The records below are to be returned word for word, with pictures left out.

Dataset entries
____________________
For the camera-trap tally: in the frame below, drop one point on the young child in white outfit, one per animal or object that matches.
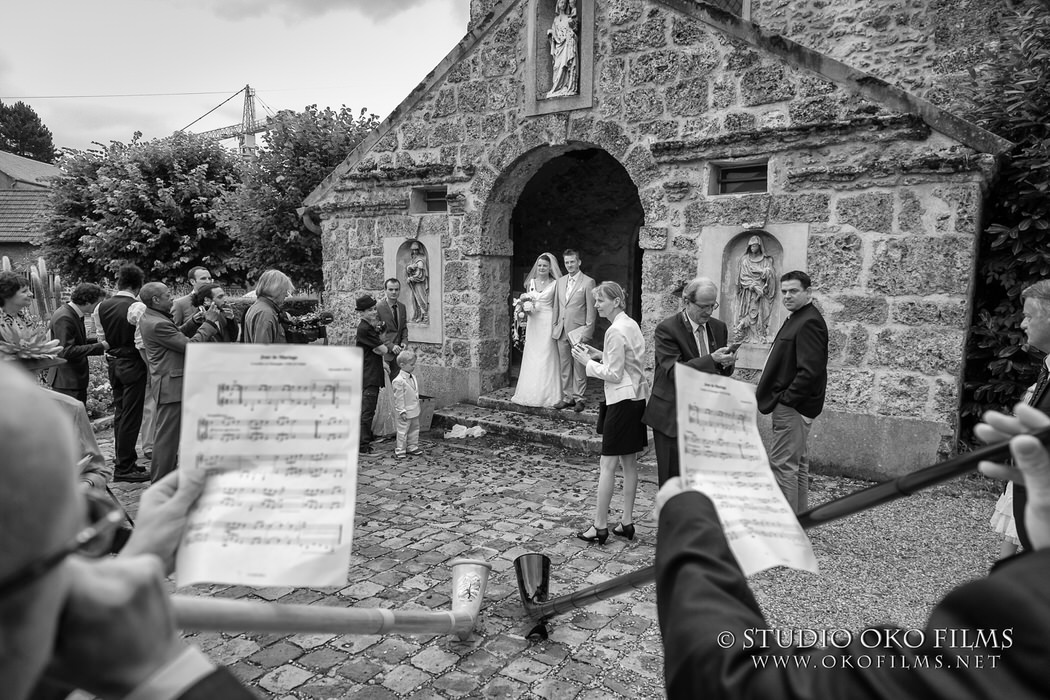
(405, 391)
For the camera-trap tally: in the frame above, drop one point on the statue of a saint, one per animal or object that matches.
(419, 282)
(564, 49)
(755, 290)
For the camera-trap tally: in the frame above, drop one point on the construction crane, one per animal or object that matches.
(245, 132)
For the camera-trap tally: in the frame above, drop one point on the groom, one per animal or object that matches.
(573, 309)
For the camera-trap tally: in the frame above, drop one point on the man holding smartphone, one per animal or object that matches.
(697, 339)
(792, 387)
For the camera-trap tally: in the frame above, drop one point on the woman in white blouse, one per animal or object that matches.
(626, 390)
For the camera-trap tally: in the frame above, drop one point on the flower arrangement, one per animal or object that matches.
(524, 305)
(307, 327)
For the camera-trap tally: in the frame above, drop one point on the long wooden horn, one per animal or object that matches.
(469, 581)
(533, 569)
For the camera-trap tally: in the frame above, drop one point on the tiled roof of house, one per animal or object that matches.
(26, 170)
(18, 209)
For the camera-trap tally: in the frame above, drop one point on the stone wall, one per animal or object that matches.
(893, 208)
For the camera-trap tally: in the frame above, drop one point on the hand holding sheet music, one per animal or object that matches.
(721, 455)
(275, 428)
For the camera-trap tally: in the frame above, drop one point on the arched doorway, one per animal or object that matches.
(586, 200)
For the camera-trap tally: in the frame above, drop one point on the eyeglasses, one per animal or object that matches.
(93, 541)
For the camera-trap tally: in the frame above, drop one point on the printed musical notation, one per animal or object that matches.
(322, 538)
(312, 394)
(279, 463)
(721, 454)
(228, 428)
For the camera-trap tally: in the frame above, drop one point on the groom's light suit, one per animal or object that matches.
(573, 311)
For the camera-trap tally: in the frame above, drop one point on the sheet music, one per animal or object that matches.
(721, 454)
(275, 428)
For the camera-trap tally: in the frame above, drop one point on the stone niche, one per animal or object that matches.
(418, 263)
(538, 62)
(719, 259)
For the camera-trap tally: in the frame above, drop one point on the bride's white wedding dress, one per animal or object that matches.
(540, 379)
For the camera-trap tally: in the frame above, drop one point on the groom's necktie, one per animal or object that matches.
____________________
* _EXERCISE RESPONSE_
For the camera-trap tally: in the frame below, drop one point on the young child in white outfit, one per animal or object that matches.
(405, 391)
For the camera-trap tally: in the frame above, drop one point on the statue of a saint, one per animal or object that matches.
(419, 282)
(564, 49)
(755, 290)
For the camera-trap tally: in the frame above, drop one point on the construction crane, one per animal or object that matches.
(245, 132)
For the camera-trap tally: in the frame above, drop one point on the groom, one per animal or object that matches.
(573, 309)
For the camera-trap tally: in the frame above, drop one point on the man holding smartphone, one per animal or object that matches.
(697, 339)
(792, 387)
For the camera-trap tally: in the frame above, drop one point on the woman in white blouse, one per animal or object that matches.
(626, 390)
For the camera-trap tally: in the frame above, drop one point on the flower arrangement, one per animal or object that matches.
(524, 305)
(307, 327)
For the camera-trap tally: in the frame above, drop one point on the long wooden horn, one per animal or object that matches.
(469, 581)
(533, 569)
For the camera-trap tally: in the frame above, drop one point on the tiled roof of house, one per animal or object that matches.
(26, 170)
(18, 209)
For the camera-trap tally: in the frame above, drop one point on the stone wall, one per animal or object that matches.
(893, 208)
For the camera-trap tally: in the frame above, drop one point on the hand holding sheet music, one per animal or object that matches.
(721, 455)
(275, 428)
For the camera-trap tally: in the frame above, drop one point on the arched doorway, one per animal or object that matches.
(586, 200)
For the camera-trap tally: in the frame above, drop one point on the eyeglasses, one per animal or object that matches.
(93, 541)
For the camera-trap tally: in the frame above, drop one point on the printed musical notation, one per animal or object that matches.
(322, 538)
(312, 394)
(279, 463)
(721, 454)
(228, 428)
For the camera-trap tally: in the frame above, drop one point on the groom's light suit, one per animal or object that matches.
(573, 311)
For the camera-trap tally: in the frame above, drop one point on the sheet music, one per animal or object that matches.
(721, 454)
(275, 428)
For the camera-trap tally: in the frame above, drop one point on the stone niche, one per animal or object that matches.
(418, 263)
(538, 62)
(719, 259)
For the camera-trap tally: in the frame above, drop one point on the bride's white wedding dress, one per animal or object that matches.
(540, 379)
For the camera-trap tally: in the frame above, drop one point on the groom's necktie, one per animal or object that matches.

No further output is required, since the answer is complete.